Omit the pictures. Transcribe exactly the lines below, from the one with "Someone claimed the thin" up to and including the last.

┄┄┄┄┄┄┄┄┄┄

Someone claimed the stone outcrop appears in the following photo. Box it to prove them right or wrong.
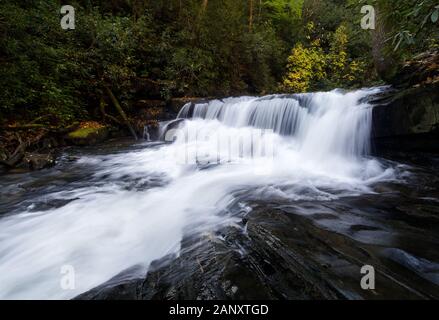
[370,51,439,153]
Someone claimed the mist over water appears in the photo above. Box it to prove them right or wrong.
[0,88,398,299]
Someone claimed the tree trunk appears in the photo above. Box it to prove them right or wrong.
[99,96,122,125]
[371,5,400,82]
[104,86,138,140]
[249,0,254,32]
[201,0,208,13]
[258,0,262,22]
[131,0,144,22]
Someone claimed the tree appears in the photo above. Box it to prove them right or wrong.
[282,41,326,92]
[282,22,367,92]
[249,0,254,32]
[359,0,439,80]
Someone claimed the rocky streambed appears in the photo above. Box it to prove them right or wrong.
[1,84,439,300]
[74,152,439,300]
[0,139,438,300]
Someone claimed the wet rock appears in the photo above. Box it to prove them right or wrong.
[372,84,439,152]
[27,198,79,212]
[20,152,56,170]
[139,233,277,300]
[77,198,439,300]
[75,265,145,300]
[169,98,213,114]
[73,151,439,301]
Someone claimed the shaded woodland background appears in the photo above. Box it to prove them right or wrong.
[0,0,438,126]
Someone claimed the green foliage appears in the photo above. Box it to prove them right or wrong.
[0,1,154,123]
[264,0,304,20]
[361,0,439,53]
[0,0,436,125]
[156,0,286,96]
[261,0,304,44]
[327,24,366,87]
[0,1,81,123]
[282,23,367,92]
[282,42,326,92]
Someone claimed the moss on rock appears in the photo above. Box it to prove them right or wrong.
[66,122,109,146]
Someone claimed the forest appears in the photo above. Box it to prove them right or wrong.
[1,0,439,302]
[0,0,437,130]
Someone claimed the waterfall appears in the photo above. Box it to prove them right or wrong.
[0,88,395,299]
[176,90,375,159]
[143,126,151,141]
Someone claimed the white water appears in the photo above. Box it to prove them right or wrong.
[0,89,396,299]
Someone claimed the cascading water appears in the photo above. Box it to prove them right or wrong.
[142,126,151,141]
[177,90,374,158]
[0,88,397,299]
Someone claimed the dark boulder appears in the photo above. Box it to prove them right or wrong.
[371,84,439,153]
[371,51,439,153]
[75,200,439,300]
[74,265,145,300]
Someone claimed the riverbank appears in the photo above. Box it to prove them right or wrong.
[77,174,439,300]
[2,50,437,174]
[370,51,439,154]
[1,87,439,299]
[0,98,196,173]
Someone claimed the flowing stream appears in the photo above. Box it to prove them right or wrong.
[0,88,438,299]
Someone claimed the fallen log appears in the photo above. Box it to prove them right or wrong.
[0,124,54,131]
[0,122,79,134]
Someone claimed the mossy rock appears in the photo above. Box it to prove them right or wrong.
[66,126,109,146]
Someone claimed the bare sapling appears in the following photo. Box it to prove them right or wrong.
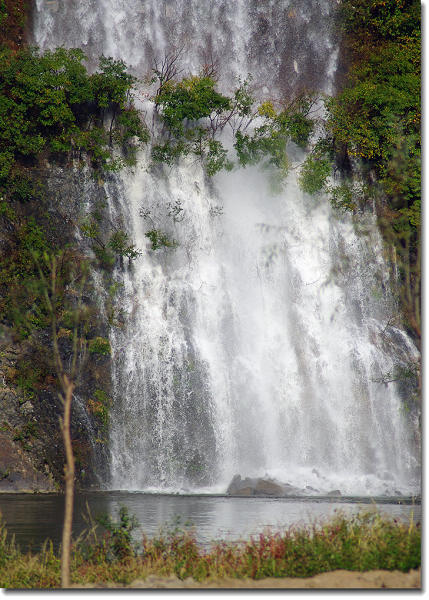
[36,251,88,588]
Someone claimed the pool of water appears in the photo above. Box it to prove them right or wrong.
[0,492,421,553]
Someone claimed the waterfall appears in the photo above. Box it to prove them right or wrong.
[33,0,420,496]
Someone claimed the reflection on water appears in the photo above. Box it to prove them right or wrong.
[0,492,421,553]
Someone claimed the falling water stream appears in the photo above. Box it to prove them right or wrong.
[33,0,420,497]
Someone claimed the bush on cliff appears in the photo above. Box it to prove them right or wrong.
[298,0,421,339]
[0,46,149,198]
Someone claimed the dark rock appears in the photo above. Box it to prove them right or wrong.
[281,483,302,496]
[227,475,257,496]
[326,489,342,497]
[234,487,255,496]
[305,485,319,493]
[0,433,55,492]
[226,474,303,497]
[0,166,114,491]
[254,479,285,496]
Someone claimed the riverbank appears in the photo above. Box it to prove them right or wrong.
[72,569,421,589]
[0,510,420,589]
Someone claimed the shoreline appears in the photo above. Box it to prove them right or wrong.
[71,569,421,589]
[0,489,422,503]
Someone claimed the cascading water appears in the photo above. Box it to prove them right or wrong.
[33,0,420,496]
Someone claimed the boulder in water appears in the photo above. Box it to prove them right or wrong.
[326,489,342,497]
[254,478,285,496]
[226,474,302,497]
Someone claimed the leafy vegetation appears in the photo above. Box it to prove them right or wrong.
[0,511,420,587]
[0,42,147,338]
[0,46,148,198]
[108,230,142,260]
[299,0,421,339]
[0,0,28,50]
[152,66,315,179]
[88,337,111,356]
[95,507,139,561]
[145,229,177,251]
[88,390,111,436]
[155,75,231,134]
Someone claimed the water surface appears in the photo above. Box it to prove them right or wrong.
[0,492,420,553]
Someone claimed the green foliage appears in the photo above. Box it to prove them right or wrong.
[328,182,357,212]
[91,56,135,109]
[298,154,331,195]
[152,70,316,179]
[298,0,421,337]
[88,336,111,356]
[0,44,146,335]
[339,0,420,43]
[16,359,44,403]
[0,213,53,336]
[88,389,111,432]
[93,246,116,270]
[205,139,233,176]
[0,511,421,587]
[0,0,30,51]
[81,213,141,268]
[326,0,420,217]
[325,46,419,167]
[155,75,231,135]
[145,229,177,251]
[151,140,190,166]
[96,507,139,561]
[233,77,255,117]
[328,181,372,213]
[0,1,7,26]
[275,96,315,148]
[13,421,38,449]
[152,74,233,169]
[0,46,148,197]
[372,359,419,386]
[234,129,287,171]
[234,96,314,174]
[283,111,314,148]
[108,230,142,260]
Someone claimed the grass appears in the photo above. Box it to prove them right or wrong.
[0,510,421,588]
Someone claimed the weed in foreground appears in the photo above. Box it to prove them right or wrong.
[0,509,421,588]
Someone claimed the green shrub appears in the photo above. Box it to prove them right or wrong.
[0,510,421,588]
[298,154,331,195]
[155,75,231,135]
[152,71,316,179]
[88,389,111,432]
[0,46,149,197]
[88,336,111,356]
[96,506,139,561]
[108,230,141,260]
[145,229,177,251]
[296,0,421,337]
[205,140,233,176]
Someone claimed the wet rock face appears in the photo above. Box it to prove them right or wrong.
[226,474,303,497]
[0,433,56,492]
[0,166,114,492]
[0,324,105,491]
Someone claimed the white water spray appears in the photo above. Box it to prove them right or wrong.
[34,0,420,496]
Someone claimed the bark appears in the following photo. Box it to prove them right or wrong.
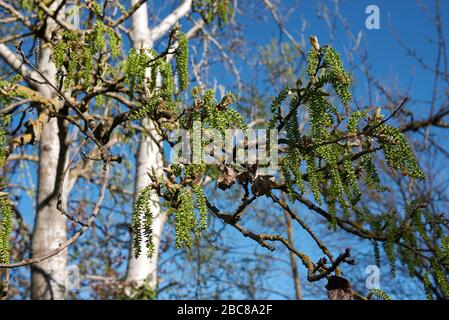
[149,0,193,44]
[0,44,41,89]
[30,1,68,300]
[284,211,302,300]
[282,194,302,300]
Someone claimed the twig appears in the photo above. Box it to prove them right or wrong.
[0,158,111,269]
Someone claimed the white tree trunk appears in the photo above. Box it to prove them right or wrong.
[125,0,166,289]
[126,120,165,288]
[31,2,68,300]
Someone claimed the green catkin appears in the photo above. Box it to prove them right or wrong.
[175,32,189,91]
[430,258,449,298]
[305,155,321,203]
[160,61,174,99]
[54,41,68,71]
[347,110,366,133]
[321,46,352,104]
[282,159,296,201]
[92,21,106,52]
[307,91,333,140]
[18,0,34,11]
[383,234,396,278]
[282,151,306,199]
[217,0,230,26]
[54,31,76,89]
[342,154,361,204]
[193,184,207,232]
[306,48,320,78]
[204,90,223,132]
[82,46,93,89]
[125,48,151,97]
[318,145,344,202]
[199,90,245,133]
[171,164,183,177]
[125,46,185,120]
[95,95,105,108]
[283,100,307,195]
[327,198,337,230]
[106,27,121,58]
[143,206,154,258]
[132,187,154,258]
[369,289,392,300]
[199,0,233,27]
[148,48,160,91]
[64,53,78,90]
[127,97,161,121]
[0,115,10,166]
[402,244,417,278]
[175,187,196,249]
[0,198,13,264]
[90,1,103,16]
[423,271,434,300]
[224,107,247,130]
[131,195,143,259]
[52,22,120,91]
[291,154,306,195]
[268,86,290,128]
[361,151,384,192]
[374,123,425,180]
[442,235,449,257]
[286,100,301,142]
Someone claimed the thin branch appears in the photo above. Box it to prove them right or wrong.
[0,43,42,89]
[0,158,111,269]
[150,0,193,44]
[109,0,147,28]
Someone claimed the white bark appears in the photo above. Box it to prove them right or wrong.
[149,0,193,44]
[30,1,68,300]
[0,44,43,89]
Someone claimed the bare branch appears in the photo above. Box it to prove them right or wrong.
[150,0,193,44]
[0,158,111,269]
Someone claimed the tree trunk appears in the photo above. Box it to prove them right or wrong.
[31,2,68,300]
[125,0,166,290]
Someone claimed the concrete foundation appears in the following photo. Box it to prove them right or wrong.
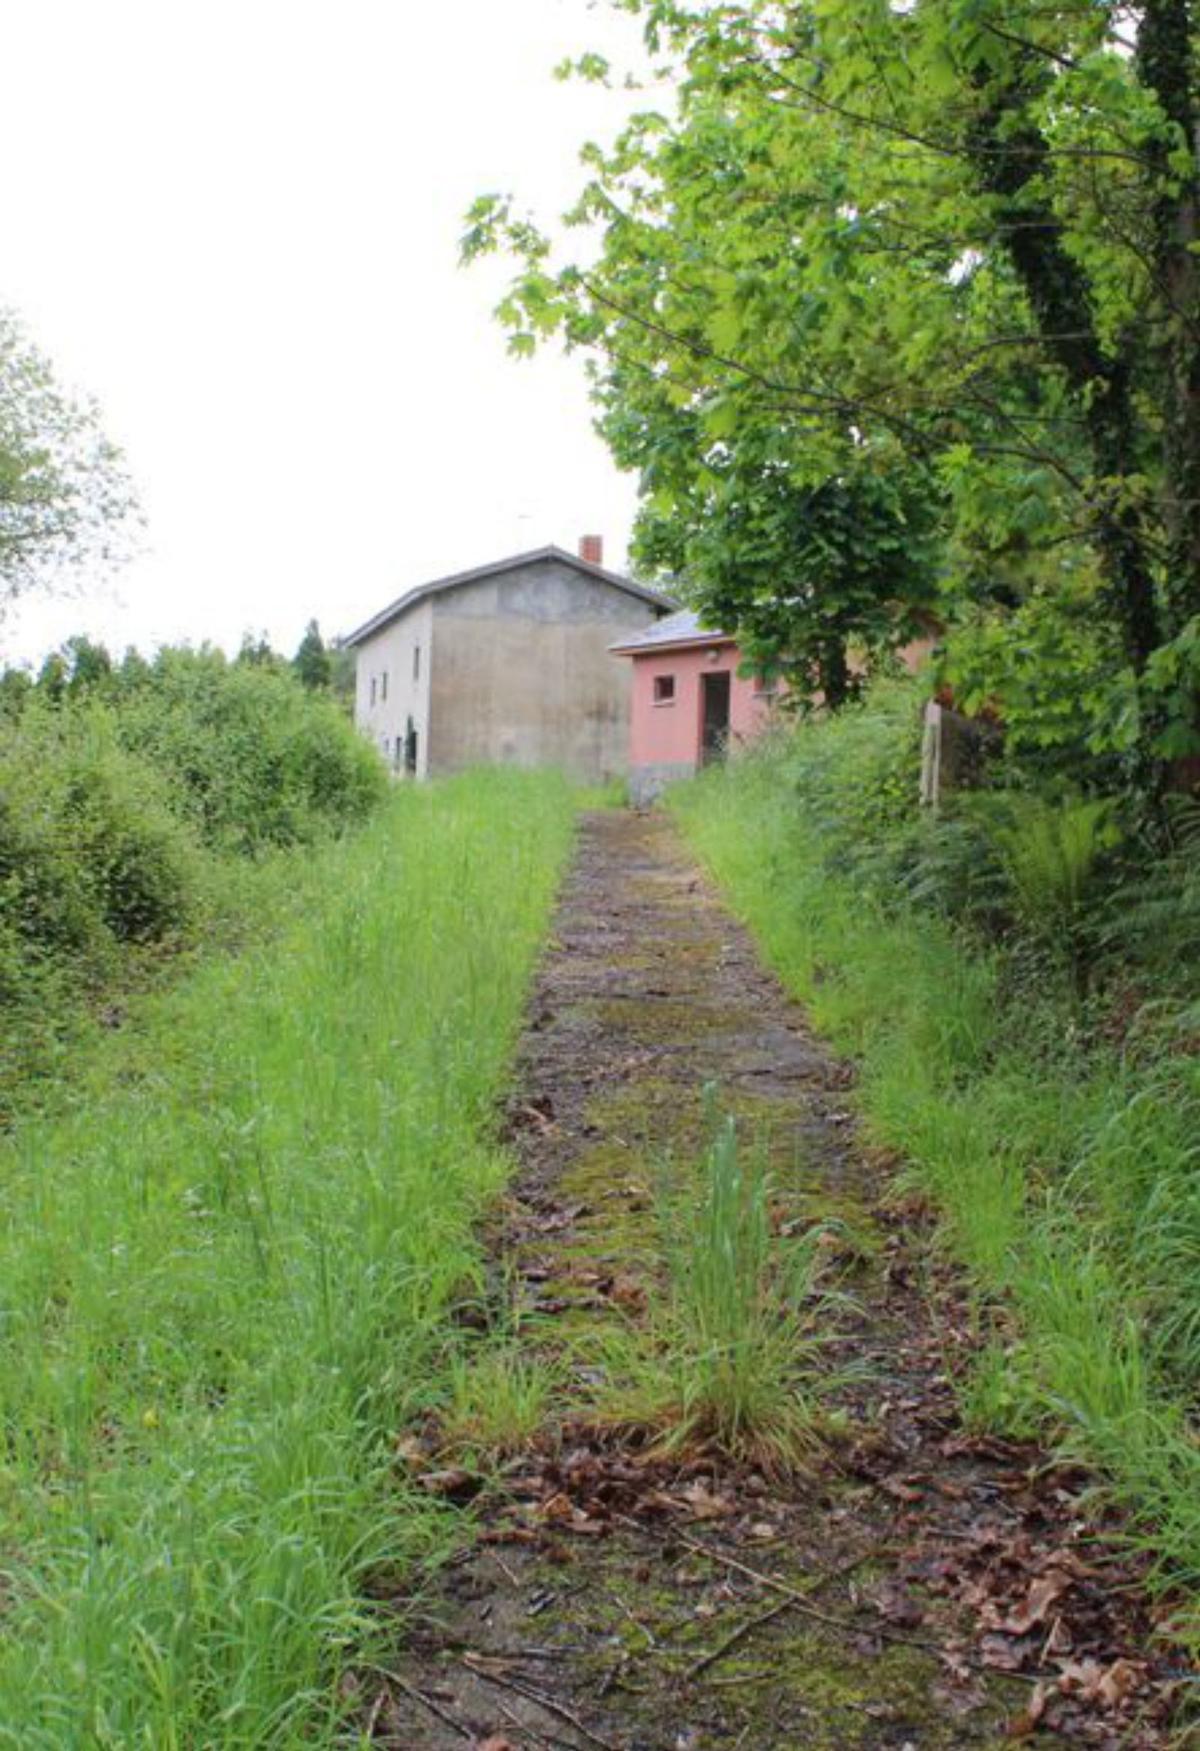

┄┄┄┄┄┄┄┄┄┄

● **RESULT OF THIS EXERCISE**:
Someone claimed the thin branch appears in the photo above. Box it to prove them right or wrong.
[0,43,42,89]
[0,158,111,269]
[150,0,193,44]
[109,0,147,28]
Someone claimed the white bark appears in the photo above. Box it to prove them right or wrong.
[149,0,193,44]
[30,1,68,300]
[0,44,43,89]
Someone claimed the bare branch appears in the photo above. Box it to prove them right or wrong.
[150,0,193,44]
[0,158,111,269]
Someone claimed the tree trunk appears in the photo above. Box it to prove them right or wrong.
[31,2,68,300]
[125,0,166,290]
Someone claimed the concrete foundation appears in the following photo. Box it to prove them right or wrong.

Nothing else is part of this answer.